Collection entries
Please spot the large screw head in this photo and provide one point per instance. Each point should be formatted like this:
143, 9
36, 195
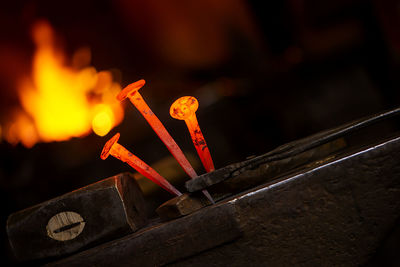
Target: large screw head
130, 89
107, 147
184, 107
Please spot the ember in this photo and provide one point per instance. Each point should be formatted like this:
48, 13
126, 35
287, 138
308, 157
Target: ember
61, 101
185, 109
121, 153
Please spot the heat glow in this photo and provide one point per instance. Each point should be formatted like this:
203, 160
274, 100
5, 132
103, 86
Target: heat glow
61, 100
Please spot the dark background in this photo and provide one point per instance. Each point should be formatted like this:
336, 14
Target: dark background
264, 72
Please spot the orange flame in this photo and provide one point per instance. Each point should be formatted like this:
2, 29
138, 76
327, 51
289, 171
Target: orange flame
60, 101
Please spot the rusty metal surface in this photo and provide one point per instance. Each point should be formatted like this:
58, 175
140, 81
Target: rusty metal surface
165, 243
335, 212
287, 151
90, 215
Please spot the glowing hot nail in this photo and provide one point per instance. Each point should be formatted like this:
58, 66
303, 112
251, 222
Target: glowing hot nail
185, 109
132, 92
121, 153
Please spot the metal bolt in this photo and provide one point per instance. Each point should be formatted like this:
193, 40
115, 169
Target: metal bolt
121, 153
132, 92
185, 109
65, 226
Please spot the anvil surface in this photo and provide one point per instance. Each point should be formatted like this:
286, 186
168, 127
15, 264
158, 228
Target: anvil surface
334, 212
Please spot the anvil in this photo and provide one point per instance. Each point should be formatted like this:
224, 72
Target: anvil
330, 211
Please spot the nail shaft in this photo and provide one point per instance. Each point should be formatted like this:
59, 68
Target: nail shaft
121, 153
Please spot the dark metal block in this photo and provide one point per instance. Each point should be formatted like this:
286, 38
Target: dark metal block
332, 213
96, 213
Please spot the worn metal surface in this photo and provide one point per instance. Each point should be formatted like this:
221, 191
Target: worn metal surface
287, 152
182, 205
330, 213
165, 243
96, 213
223, 188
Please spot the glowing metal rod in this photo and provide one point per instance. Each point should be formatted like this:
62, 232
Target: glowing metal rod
121, 153
132, 92
185, 109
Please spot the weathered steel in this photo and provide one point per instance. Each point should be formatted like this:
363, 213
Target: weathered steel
165, 243
332, 212
181, 206
90, 215
190, 202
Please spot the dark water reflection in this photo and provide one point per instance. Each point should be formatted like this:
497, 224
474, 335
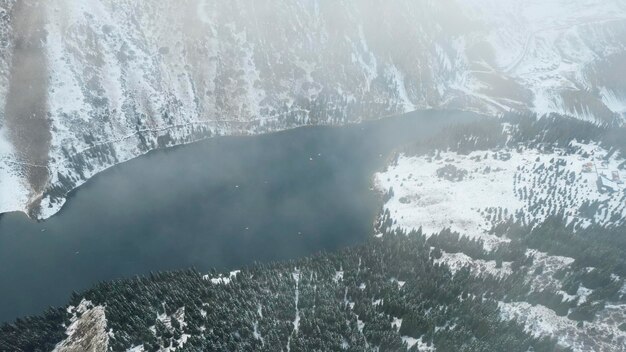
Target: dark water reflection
223, 203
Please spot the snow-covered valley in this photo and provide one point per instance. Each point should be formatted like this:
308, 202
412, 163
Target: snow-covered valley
475, 192
118, 79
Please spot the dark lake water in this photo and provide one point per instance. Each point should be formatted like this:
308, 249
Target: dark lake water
224, 203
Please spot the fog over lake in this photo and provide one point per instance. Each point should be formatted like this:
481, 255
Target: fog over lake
225, 203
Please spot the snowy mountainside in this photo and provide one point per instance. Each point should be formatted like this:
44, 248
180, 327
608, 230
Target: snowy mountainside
556, 199
116, 79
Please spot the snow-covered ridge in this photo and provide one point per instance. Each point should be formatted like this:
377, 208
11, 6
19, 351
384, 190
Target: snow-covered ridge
471, 193
126, 77
87, 331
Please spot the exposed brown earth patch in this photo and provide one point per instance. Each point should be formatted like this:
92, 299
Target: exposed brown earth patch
26, 105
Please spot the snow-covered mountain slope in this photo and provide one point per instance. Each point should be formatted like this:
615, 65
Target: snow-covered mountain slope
471, 193
473, 190
84, 86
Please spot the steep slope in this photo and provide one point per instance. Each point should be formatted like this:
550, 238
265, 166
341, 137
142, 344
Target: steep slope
551, 191
84, 87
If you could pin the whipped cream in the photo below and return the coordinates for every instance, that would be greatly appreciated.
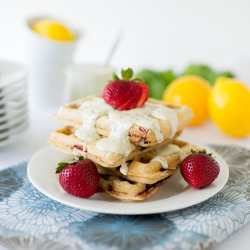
(164, 151)
(121, 121)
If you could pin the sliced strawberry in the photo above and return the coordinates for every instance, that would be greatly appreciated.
(124, 94)
(144, 96)
(115, 93)
(132, 98)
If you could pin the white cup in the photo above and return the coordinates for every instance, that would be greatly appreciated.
(84, 80)
(46, 61)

**EXERCISE DESCRIPTION**
Print all of the records shown above exactly, leaving out each picture.

**SOLUTION**
Please spot the large screw head in this photo and provide one point per instance. Each point should be formatted like this:
143, 9
36, 195
Target: large screw head
130, 89
107, 147
184, 107
Please spot the ember in this photo and provide one point per instance. Each point should be formatted like this:
48, 13
126, 35
287, 138
308, 157
Target: ember
61, 101
185, 109
121, 153
Please spot the heat glow in this photo and provide one point per instance. Each point should be formatted like this:
203, 160
274, 100
5, 132
103, 86
Target: heat glow
61, 100
Please spot the dark background in this photo and provide one point per instance. Each point should be formatted like this:
336, 14
Target: dark background
264, 72
Please spot the orange flame in this photo and provide one point per instance. Each point should be formatted like this:
2, 29
138, 76
327, 51
289, 171
Target: orange flame
60, 101
Please spot the rusty metal surface in this photo and provide one point per instance. Each point should be formatted like this:
58, 175
140, 81
Target: rusty metal surface
165, 243
335, 212
287, 151
90, 215
Please spot the glowing hot nail in this photo and provide one point per instance. Each point should be formatted like this:
58, 66
303, 112
251, 222
Target: glowing hot nail
185, 109
132, 92
121, 153
Please spot the metal bolt in this photo and provide one point per instance. Each point should be formatted like this:
193, 40
115, 169
Target: metal bolt
121, 153
132, 92
185, 109
65, 226
Please spot the anvil surface in this photo and provide one point per instance. Each point should be formatted like this:
286, 186
168, 127
15, 264
158, 228
Target: anvil surface
334, 212
Please spot the anvil in this photo and provide one point per instance. Each point should be formatted like this:
224, 72
Target: anvil
330, 211
Please spot the nail shaft in this photo and provide one point per instance. Each point should be formatted like this:
59, 68
Target: nail shaft
121, 153
Please spot the dark metal block in this photo and provide one point per instance. Each point should be formatted like this:
286, 38
Target: dark metal block
332, 213
96, 213
Please spot the worn metal surface in this photo and provide one point per instance. Each point should be formatted like this:
221, 191
Target: worn metal surface
287, 152
182, 205
330, 213
165, 243
96, 213
223, 188
Please spot the glowing metal rod in this photo and provide one point per instance. Each point should be formatted like this:
62, 232
Target: glowing metal rod
121, 153
132, 92
185, 109
Please spot the weathered steel in this photo and provide one point per instance. Each point should be formatted like this:
363, 213
Target: weathered steel
165, 243
332, 212
181, 206
90, 215
190, 202
Please spot the dark water reflection in this photo and provide one point per instance. Each point should be formatted like this:
497, 224
474, 335
Target: dark water reflection
223, 203
Please spot the snow-covered valley in this photo and provide one point per instance. Each point should be formatted like this:
308, 202
412, 163
Target: snow-covered valley
475, 192
118, 79
Please spot the dark lake water in this photo and provide one point per instance. Each point should be formatted like this:
308, 249
Target: dark lake water
224, 203
Please spot the fog over lake in this photo and provide one point per instance. Each point should be formatted like this:
481, 255
Target: fog over lake
225, 203
Please spot the snowy mountainside in this photo and provide one point per instance. Each point should be formatted like this:
44, 248
180, 327
608, 230
Target: snowy mountainside
556, 199
116, 79
Please spot the snow-covered ridge in this photo and provide one point per instance. Each point should be formatted like this:
377, 208
11, 6
19, 351
384, 190
Target: snow-covered ridge
471, 193
126, 77
87, 331
Please spot the exposed brown earth patch in this photo and provide one point per instance. Each point should be formatted like this:
92, 299
Target: exposed brown earth patch
26, 105
Please spot the snow-covered mountain slope in this photo and provide one point per instance. Each point should be formatted like this:
615, 65
Target: snow-covered mountain slope
471, 193
473, 190
84, 86
Please spot the steep slope in this photo and provide one point per instance. Each point should be formatted like this:
550, 238
265, 166
341, 137
142, 344
Target: steep slope
551, 191
84, 87
If you could pin the whipped cream in the photo below and return the coordinates for every instance, that would be greatly appreciated.
(164, 151)
(121, 121)
If you could pin the sliced strawberry in the photo above and return the coordinates for every instance, that would be greatly appreciated.
(124, 94)
(144, 96)
(115, 93)
(132, 98)
If you could pin the white cup in the photo above and return the coordinates for every instance, that would be greatly appreciated.
(84, 80)
(46, 61)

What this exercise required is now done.